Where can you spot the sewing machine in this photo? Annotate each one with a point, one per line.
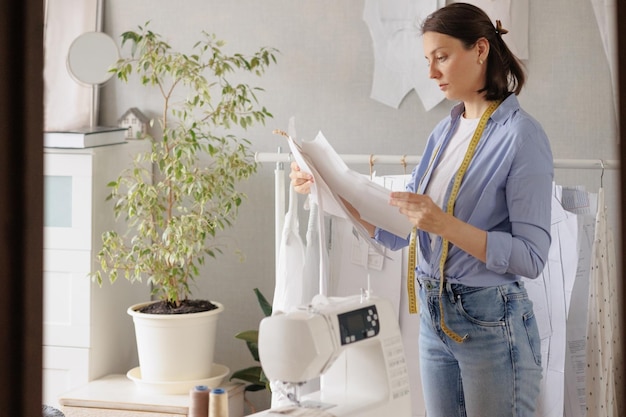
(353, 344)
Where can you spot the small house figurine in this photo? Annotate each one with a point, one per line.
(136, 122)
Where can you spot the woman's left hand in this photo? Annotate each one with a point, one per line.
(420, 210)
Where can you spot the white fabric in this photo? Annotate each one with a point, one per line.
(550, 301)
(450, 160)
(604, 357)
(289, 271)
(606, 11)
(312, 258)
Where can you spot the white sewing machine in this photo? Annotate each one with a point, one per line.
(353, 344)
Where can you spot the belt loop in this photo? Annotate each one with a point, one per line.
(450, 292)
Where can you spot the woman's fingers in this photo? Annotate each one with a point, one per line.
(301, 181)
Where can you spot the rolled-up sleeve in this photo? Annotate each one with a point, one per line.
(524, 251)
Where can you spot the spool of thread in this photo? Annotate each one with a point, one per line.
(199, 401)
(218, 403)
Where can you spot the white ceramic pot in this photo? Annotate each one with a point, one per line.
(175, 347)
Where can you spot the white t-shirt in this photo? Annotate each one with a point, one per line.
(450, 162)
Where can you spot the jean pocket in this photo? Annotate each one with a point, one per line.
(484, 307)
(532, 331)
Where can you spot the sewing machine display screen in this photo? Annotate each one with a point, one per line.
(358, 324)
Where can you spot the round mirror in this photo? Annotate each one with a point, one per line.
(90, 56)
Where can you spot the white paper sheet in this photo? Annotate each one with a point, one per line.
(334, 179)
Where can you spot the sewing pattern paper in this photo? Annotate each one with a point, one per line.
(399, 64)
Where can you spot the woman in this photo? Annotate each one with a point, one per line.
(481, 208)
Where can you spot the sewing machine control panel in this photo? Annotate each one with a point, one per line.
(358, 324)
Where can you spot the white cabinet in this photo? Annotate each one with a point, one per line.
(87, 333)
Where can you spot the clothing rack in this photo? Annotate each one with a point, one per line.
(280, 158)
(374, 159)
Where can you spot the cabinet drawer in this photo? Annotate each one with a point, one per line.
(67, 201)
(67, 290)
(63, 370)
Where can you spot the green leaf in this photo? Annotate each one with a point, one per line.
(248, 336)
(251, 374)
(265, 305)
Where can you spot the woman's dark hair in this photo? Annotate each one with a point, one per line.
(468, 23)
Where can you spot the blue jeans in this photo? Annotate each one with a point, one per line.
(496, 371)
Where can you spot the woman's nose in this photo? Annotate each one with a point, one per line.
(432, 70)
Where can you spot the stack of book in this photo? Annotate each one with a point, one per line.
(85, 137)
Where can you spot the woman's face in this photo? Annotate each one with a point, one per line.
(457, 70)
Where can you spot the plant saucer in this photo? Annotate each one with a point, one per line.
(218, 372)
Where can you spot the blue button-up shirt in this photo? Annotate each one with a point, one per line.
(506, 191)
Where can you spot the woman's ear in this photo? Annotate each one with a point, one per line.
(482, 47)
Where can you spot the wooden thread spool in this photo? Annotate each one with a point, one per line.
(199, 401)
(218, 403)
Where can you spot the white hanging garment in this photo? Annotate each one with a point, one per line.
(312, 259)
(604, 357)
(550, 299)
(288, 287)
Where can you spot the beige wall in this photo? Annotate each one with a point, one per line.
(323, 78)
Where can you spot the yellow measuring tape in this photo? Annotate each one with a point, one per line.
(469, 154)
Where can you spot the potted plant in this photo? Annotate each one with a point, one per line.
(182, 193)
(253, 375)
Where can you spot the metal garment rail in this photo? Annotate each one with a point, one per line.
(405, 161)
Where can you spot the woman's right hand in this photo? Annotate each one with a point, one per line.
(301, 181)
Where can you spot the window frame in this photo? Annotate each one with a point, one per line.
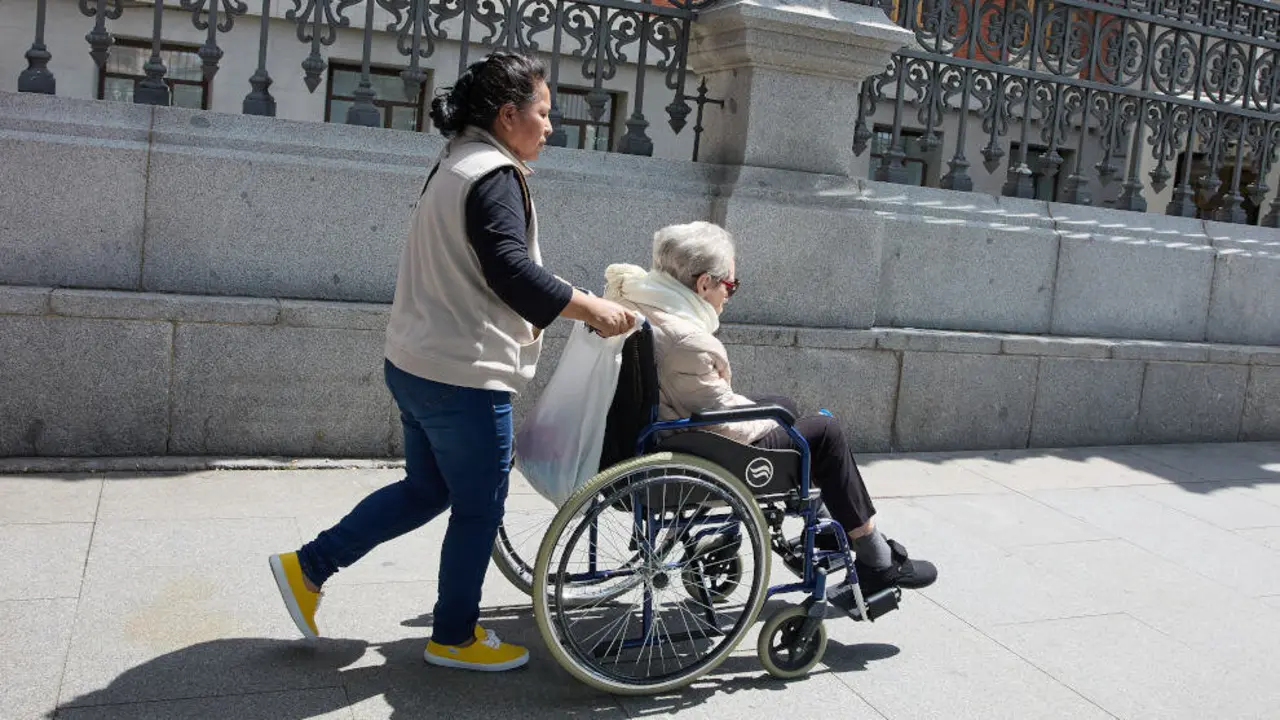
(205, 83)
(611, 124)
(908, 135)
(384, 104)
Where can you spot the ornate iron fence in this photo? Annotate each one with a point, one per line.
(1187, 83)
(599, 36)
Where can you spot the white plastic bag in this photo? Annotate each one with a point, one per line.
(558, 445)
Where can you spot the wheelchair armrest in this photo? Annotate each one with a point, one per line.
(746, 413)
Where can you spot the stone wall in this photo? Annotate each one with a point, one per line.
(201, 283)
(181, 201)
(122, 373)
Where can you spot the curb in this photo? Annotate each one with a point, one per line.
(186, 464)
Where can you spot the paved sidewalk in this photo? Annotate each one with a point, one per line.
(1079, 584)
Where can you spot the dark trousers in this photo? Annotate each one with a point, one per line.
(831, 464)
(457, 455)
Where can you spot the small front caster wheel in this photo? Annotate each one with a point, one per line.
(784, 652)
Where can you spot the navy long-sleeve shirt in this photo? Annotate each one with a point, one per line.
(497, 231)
---
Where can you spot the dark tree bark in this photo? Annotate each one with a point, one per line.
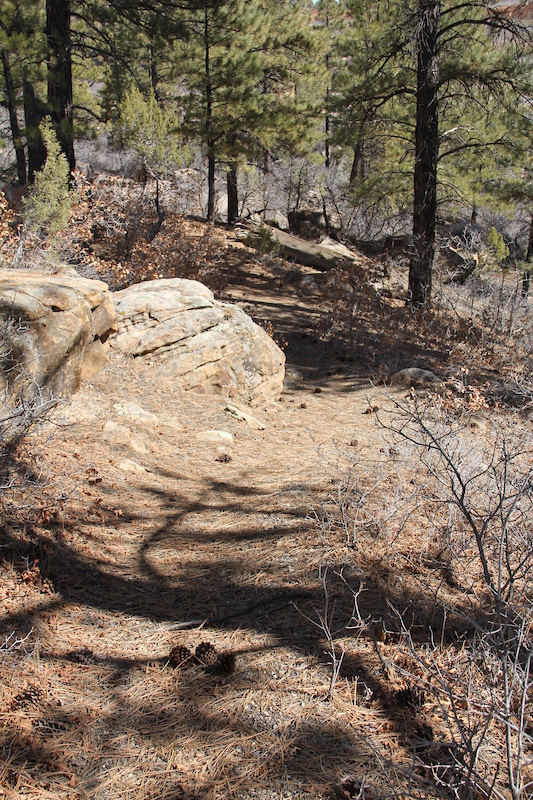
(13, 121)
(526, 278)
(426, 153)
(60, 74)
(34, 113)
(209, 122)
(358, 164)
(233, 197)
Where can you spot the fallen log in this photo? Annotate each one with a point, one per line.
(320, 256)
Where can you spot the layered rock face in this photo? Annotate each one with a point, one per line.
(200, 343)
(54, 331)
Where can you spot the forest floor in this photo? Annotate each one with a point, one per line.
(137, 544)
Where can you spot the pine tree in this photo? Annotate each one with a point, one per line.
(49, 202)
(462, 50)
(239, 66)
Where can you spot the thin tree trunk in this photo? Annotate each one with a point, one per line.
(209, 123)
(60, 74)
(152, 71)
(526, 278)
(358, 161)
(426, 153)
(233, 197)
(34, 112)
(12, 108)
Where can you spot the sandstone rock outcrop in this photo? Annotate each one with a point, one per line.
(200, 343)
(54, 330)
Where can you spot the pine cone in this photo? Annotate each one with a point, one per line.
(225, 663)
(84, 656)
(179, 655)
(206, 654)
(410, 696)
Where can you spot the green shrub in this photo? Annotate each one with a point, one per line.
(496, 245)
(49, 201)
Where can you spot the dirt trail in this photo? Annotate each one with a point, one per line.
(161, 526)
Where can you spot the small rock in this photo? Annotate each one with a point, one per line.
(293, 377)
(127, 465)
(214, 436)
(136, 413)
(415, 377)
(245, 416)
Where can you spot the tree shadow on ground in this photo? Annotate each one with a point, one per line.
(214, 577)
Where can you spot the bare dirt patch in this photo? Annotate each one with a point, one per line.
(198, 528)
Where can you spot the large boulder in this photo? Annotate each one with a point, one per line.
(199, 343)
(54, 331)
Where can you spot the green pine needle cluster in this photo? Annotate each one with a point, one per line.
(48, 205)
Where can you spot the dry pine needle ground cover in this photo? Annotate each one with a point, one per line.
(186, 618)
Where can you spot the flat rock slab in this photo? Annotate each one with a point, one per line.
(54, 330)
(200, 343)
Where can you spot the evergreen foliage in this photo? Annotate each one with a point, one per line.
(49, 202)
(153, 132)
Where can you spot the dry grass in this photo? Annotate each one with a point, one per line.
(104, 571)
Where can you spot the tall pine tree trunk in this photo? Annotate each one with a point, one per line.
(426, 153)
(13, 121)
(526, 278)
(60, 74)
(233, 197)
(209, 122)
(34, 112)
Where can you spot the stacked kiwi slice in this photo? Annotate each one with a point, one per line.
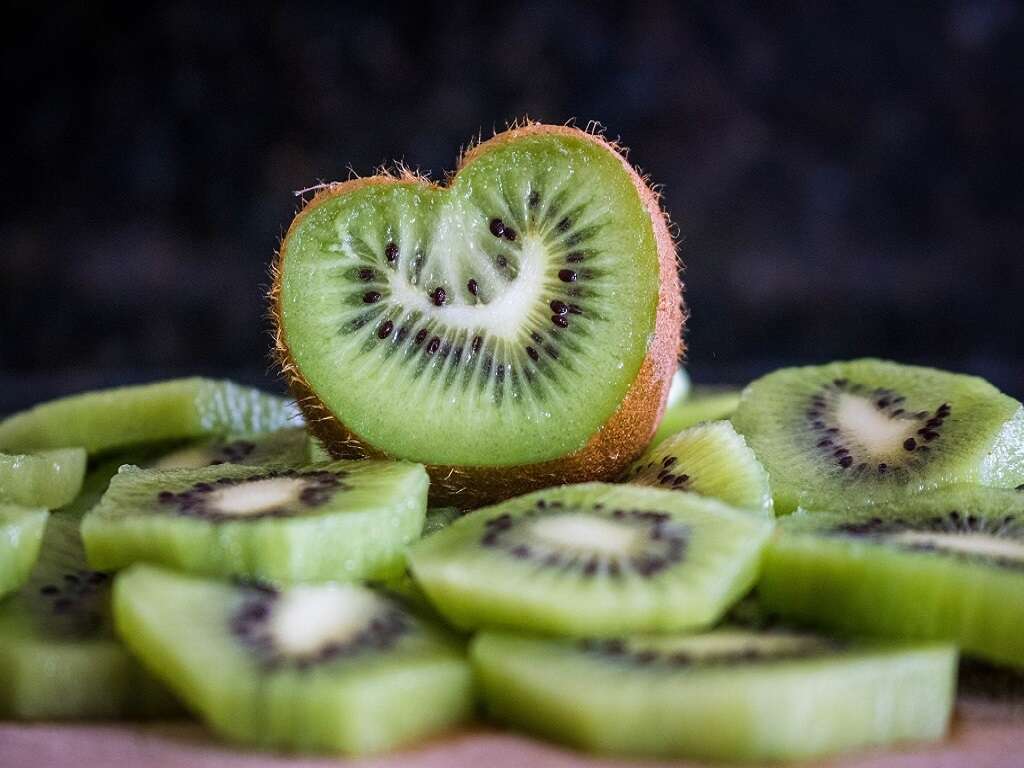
* * *
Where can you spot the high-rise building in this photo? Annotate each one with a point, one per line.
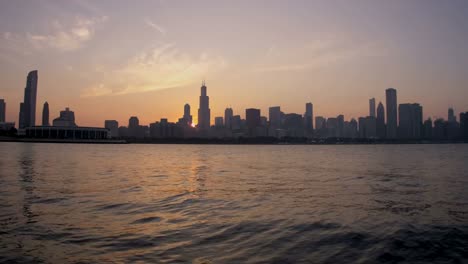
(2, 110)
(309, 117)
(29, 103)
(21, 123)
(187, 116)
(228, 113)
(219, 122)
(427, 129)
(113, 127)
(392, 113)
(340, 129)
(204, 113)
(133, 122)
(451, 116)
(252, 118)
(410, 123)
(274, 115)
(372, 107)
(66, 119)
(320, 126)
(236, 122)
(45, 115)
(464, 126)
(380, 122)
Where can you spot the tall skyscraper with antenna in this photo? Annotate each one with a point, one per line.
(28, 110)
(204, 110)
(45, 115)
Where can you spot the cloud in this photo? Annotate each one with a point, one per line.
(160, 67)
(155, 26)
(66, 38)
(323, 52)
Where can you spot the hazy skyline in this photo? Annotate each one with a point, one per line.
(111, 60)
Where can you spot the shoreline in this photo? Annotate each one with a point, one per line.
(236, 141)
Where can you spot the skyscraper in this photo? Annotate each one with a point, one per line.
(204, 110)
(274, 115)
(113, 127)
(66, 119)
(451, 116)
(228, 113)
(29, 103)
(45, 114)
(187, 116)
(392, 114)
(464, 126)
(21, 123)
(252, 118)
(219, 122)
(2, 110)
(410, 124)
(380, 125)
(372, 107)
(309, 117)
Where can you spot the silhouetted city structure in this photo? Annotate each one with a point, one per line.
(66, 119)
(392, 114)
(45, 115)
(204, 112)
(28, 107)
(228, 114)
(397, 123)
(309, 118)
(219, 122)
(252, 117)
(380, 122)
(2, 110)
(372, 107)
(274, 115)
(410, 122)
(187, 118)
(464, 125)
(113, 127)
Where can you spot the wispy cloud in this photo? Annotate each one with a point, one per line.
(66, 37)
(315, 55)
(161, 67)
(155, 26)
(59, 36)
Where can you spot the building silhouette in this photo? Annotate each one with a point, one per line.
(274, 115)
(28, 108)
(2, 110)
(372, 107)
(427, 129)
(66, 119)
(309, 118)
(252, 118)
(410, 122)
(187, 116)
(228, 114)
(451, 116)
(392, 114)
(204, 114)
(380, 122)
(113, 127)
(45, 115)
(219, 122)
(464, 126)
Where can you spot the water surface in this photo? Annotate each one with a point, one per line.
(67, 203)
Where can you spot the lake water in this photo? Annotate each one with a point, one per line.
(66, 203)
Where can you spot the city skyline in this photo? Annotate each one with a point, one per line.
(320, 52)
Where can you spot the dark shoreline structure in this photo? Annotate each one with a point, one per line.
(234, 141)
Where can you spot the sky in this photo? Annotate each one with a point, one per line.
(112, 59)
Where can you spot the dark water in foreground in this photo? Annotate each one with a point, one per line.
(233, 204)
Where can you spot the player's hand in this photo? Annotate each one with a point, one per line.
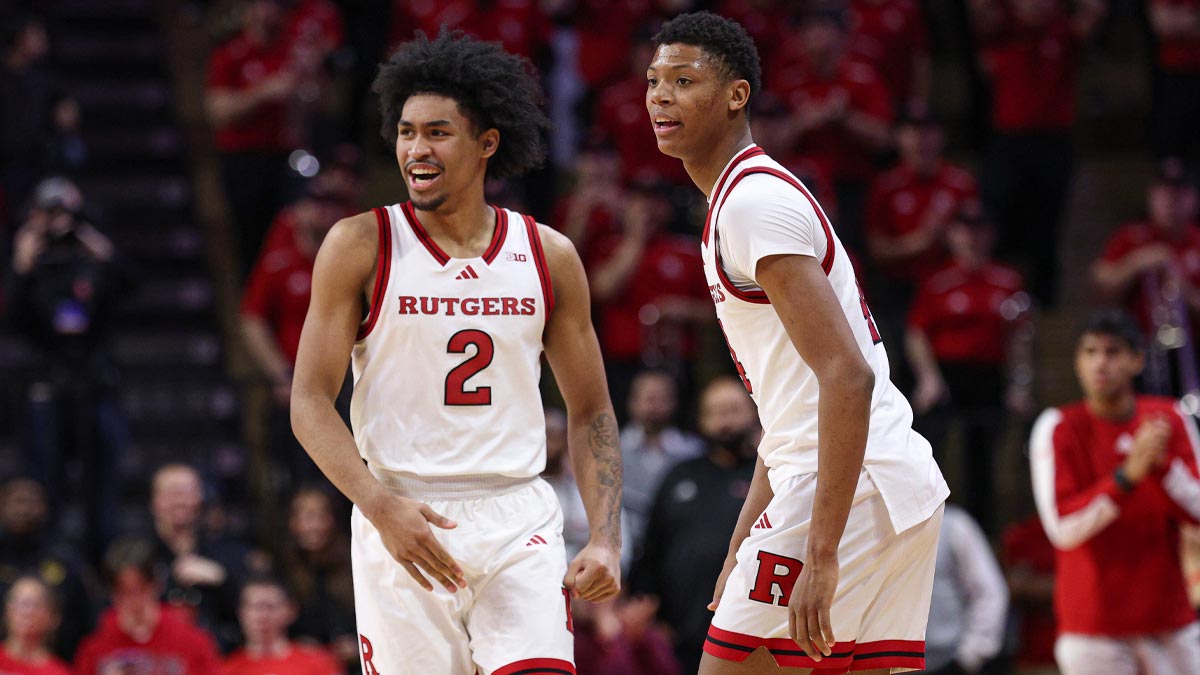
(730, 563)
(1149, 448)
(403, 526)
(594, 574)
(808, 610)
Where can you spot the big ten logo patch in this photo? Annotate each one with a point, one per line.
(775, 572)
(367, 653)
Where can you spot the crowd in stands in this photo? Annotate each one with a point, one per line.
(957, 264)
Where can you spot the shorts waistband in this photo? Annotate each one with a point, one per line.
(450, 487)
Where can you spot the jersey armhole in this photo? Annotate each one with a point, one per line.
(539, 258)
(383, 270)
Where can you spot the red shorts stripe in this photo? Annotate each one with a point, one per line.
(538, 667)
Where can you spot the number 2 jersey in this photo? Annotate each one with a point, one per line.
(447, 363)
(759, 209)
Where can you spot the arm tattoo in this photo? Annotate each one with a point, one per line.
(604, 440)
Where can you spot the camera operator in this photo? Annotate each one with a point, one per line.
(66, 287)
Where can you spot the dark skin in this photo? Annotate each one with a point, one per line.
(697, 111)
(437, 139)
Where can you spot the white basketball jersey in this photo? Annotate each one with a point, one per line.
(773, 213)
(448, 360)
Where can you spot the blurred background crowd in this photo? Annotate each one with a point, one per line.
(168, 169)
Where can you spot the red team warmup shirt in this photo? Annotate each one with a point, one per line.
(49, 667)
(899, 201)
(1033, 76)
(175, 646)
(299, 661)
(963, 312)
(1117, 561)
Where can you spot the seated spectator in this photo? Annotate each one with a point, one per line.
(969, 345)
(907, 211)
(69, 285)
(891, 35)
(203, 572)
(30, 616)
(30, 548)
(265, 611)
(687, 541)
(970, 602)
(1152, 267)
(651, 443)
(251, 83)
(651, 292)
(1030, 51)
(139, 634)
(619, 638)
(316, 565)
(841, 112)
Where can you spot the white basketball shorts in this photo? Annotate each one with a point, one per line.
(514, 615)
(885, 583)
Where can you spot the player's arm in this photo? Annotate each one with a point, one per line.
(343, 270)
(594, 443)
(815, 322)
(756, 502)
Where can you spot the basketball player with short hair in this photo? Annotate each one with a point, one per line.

* [Written task]
How many lines in the data above contain the word "cloud", matching case exactly? Count them and reply with the number alone.

* [Solution for this problem]
2